begin
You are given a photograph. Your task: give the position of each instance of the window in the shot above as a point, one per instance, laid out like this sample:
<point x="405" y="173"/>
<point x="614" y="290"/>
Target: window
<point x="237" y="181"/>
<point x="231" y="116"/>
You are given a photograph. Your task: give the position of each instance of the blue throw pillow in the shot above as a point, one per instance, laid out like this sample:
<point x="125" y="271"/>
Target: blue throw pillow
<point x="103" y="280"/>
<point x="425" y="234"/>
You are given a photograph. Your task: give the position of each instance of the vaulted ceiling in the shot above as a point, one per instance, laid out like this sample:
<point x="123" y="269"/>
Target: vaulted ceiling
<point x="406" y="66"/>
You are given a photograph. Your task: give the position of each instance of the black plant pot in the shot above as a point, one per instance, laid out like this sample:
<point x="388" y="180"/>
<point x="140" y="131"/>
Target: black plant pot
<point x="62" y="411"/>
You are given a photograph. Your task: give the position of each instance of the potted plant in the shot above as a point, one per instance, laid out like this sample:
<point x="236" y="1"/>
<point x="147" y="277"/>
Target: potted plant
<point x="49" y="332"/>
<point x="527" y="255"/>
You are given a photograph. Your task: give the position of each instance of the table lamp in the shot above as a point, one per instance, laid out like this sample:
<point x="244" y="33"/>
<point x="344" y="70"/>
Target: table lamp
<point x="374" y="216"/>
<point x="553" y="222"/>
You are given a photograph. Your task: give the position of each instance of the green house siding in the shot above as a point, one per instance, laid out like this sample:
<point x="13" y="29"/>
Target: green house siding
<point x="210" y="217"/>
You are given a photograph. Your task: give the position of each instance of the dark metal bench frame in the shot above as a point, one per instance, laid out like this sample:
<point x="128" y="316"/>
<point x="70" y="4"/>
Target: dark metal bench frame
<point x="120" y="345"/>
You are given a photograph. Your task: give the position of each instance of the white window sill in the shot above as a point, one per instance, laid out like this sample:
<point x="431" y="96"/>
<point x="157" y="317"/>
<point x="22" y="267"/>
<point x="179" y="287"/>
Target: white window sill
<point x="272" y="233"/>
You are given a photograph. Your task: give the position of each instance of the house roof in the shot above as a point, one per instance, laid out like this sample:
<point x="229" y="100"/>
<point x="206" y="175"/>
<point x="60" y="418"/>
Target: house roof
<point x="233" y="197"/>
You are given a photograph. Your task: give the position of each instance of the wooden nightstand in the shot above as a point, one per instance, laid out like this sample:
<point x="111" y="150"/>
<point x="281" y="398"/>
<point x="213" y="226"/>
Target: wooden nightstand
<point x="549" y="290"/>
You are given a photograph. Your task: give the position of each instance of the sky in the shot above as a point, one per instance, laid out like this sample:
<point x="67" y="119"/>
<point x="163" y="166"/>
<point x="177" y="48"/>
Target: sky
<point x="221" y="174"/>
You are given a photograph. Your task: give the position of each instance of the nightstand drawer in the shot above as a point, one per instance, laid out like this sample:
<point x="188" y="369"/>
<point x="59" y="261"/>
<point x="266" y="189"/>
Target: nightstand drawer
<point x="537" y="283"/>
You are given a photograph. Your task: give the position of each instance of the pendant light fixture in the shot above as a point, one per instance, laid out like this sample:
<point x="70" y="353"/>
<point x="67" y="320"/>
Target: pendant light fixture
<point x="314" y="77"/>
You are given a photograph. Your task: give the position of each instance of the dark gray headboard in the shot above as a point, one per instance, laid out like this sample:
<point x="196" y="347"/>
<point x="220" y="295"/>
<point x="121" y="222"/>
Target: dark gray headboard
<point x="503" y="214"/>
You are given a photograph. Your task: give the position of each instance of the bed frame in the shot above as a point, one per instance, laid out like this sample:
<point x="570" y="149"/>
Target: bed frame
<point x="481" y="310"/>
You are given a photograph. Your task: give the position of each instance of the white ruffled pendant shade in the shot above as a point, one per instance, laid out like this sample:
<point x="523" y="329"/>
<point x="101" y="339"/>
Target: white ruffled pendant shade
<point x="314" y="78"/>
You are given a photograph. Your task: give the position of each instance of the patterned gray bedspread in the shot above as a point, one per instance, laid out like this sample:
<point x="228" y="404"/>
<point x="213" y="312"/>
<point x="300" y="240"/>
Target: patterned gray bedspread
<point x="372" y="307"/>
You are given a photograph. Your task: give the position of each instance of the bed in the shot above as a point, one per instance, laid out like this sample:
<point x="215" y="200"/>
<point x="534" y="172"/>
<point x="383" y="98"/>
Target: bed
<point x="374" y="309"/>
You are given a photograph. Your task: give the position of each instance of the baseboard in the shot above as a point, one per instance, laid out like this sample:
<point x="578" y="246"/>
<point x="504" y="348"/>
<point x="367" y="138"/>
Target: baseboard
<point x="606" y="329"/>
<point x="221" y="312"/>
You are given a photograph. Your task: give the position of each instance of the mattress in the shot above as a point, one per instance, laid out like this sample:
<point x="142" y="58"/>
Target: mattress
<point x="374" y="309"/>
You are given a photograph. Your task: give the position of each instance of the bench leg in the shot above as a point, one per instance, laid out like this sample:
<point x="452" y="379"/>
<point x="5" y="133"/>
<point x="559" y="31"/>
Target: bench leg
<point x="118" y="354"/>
end
_Job_. Rewrite all of the material above, changing every "Target" to "Label" and leaving everything else the same.

_Exercise answer_.
You are given a photograph. Your task: give the position of each instance of the window in the shot above as a point, one per instance, laid out like this sample:
<point x="405" y="173"/>
<point x="614" y="290"/>
Label: window
<point x="237" y="181"/>
<point x="231" y="116"/>
You are given a photograph. Your task: give the position of each instance of the blue throw pillow in the shot above as a point, one per instance, laid out like this sample:
<point x="125" y="271"/>
Label: blue throw pillow
<point x="103" y="280"/>
<point x="425" y="234"/>
You are given a photograph. Your task: give the position of each instance of the vaulted ceiling in the shot above as a point, one per instance, laid out like this sample:
<point x="123" y="269"/>
Label: vaulted ceiling
<point x="406" y="66"/>
You are given a photograph. Your task: give the position of each instance of the black plant pot in the shot above as a point, one per instance, laid out like this sample:
<point x="388" y="180"/>
<point x="140" y="131"/>
Label: black plant pot
<point x="62" y="411"/>
You are given a photograph. Your task: give the position of each instance of the potted plant in the shot above as a point, one per instance, laid out like this sample:
<point x="236" y="1"/>
<point x="147" y="277"/>
Label: potted plant
<point x="49" y="332"/>
<point x="527" y="255"/>
You are given a photograph. Your task: give the position of each instance of the table lamp in the shot above as a point, one per instance, laid out like this sample:
<point x="244" y="33"/>
<point x="344" y="70"/>
Label: table lamp
<point x="374" y="216"/>
<point x="553" y="222"/>
You are given a photograph. Your task: give the position of each instance of the green house siding in the shot above as a point, one per instance, laid out like this sample:
<point x="13" y="29"/>
Label: green house siding
<point x="210" y="217"/>
You are given a photograph. Your task: give the position of each instance of the dark metal bench frame in the shot above as a point, one per instance, laid out like this sample:
<point x="128" y="316"/>
<point x="70" y="4"/>
Label: dark metal bench frame
<point x="120" y="345"/>
You are given a photograph. Your task: give the position of each instance of the white window sill in the shot above as a point, one per instance, laid out like this sample:
<point x="431" y="96"/>
<point x="157" y="317"/>
<point x="22" y="267"/>
<point x="179" y="287"/>
Label: white window sill
<point x="272" y="233"/>
You are given a photograph. Your task: give the position of each instance of the house roof in the shot above as a point, one per instance, laid out like this sample:
<point x="229" y="100"/>
<point x="206" y="175"/>
<point x="60" y="418"/>
Label: house roof
<point x="233" y="197"/>
You are given a photograph. Your task: give the position of each instance of the wooden nightstand in the shot above as a point, one per instance, laid out like this sample:
<point x="111" y="150"/>
<point x="281" y="398"/>
<point x="213" y="226"/>
Label: wooden nightstand
<point x="549" y="290"/>
You are given a photograph. Your task: give the position of each instance of the sky in the shot above as a point, one per instance, laid out like this sample:
<point x="67" y="119"/>
<point x="163" y="166"/>
<point x="177" y="48"/>
Label: sky
<point x="221" y="174"/>
You are given a photograph. Your task: give the position of each instance of the nightstand drawer in the shot above as a point, one per instance, laid out like this sample:
<point x="188" y="369"/>
<point x="59" y="261"/>
<point x="266" y="189"/>
Label: nightstand drawer
<point x="537" y="283"/>
You are given a photograph. Your task: give the position of each instance of the pendant light fixture in the shot above as a point, one per instance, laid out like this sample:
<point x="70" y="353"/>
<point x="67" y="320"/>
Label: pendant light fixture
<point x="314" y="77"/>
You are given a photograph. Your task: give the position of each instance of the dark gray headboard in the shot above as a point, one per instance, laid out like this sample:
<point x="196" y="347"/>
<point x="220" y="295"/>
<point x="121" y="222"/>
Label: dark gray headboard
<point x="503" y="214"/>
You are given a photograph. Your task: give the position of each instance of the bed frame in the shot above as a point, one per instance, laid out like this sample:
<point x="570" y="149"/>
Label: bed frame
<point x="481" y="310"/>
You are given a photograph. Your task: give the position of each instance of the white ruffled pendant shade in the shot above as a point, one per instance, laid out like this sample:
<point x="523" y="329"/>
<point x="101" y="339"/>
Label: white ruffled pendant shade
<point x="314" y="78"/>
You are given a photograph. Your task: give the position of each instance of the patterned gray bedspread in the shot above as a point, one per instance, laid out like this sample:
<point x="228" y="404"/>
<point x="213" y="312"/>
<point x="300" y="240"/>
Label: patterned gray bedspread
<point x="372" y="307"/>
You are given a photograph. Your task: give the position of each instance of the bed in the shot above as a point, one per instance, laid out like this sample:
<point x="215" y="200"/>
<point x="534" y="172"/>
<point x="383" y="98"/>
Label: bed
<point x="374" y="309"/>
You are given a photograph. Your task: give the position of each instance of the baseboard in the shot above as a point, one per instance, laid out like this sample:
<point x="578" y="246"/>
<point x="504" y="348"/>
<point x="367" y="138"/>
Label: baseboard
<point x="606" y="329"/>
<point x="221" y="312"/>
You are given a photograph. Your task: give the position of each instance of the mattress in the shot above as a point, one per instance, laid out like this sample:
<point x="142" y="58"/>
Label: mattress
<point x="374" y="309"/>
You are given a photograph. Your task: give the position of each instance of the bench leg in the shot above as a point, one per instance, laid out like this sample:
<point x="452" y="379"/>
<point x="5" y="133"/>
<point x="559" y="31"/>
Label: bench leg
<point x="118" y="354"/>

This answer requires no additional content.